The list of SIAA football champions includes the teams that have won the college football championship of the Southern Intercollegiate Athletic Association since its creation. Twenty-seven of the current Division I FBS (formerly Division I-A) football programs were members of this conference at some point, as were at least 19 other schools. Every member of the current Southeastern Conference except Arkansas and Missouri, as well as six of the 15 current members of the Atlantic Coast Conference plus the University of Texas at Austin, now of the Big 12 Conference (and previously of the now defunct Southwest Conference), formerly held membership in the SIAA.

Champions by year
Championships of the SIAA were not officially awarded by the SIAA itself and were instead more mythical in nature, being a combination of which school(s) were recognized as the consensus champion(s) (by newspapers, coaches, and so forth) and what seasons the schools themselves choose to claim. In the 27 years before 1922, when many schools left the SIAA to form the Southern Conference, Vanderbilt claimed 11 SIAA titles. Auburn and Georgia Tech share second place with 7 SIAA titles each.

* * * * * * * * *

*Brief a*. Restate word for word the part of the SIAA football champions article between "Champions by year" and "SIAA titles each.", inclusive.
The article on SIAA football champions and the rows after it are separate material.

* * * * * * * * *

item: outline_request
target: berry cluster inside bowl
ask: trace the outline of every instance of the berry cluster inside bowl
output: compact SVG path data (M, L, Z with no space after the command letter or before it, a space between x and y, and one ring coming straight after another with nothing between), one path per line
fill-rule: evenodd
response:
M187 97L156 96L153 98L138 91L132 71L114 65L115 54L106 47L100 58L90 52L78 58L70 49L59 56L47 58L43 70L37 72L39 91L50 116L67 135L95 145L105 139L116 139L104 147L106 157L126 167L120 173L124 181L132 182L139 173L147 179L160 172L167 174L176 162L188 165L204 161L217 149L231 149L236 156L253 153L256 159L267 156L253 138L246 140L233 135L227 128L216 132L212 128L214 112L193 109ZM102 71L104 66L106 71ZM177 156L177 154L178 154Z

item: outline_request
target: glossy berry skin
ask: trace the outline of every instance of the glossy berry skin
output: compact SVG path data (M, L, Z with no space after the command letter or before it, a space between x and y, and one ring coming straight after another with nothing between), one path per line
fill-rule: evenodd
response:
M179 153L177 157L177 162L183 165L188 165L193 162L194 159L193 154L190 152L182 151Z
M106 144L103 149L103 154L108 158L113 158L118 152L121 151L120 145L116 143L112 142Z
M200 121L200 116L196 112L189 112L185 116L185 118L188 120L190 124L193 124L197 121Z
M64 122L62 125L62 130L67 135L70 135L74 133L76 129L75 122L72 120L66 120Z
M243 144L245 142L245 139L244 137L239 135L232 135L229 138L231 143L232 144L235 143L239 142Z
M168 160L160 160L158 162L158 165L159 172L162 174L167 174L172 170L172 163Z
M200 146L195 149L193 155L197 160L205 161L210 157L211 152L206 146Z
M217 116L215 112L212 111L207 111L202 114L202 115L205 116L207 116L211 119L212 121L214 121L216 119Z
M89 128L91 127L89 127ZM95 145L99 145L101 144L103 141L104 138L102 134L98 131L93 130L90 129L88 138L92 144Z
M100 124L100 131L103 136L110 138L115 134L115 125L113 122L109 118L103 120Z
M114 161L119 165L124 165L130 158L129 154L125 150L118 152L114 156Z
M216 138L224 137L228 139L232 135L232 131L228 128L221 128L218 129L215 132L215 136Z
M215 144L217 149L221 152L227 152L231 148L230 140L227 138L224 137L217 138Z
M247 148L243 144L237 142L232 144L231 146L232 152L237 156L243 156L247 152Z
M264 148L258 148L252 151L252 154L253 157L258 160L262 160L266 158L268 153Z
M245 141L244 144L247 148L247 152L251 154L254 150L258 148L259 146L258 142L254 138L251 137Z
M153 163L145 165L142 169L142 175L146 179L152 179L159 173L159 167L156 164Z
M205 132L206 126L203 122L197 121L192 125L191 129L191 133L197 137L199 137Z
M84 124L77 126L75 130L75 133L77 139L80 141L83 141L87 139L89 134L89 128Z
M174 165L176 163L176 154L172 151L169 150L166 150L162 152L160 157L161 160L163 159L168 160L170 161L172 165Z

* * * * * * * * *

*Brief b*. Quote the rows from the first row down to the line holding "M187 97L156 96L153", including both of those lines.

*Final result a*.
Champions by year
Championships of the SIAA were not officially awarded by the SIAA itself and were instead more mythical in nature, being a combination of which school(s) were recognized as the consensus champion(s) (by newspapers, coaches, and so forth) and what seasons the schools themselves choose to claim. In the 27 years before 1922, when many schools left the SIAA to form the Southern Conference, Vanderbilt claimed 11 SIAA titles. Auburn and Georgia Tech share second place with 7 SIAA titles each.

*Final result b*.
item: outline_request
target: berry cluster inside bowl
ask: trace the outline of every instance of the berry cluster inside bowl
output: compact SVG path data (M, L, Z with no space after the command letter or before it, a space between x and y, and one ring coming straight after another with nothing between), one path per line
fill-rule: evenodd
response:
M187 97L156 96L153 98L138 91L132 71L114 65L115 54L106 47L100 58L90 52L78 58L70 49L59 56L47 58L43 70L37 72L39 91L50 116L67 135L95 145L105 139L116 139L104 147L106 157L126 167L120 173L124 181L132 182L139 173L147 179L160 172L167 174L176 162L188 165L204 161L217 149L231 149L236 156L253 153L256 159L267 156L253 138L246 140L233 135L227 128L216 132L212 128L214 112L193 109ZM102 71L104 66L106 71ZM177 156L177 154L178 154Z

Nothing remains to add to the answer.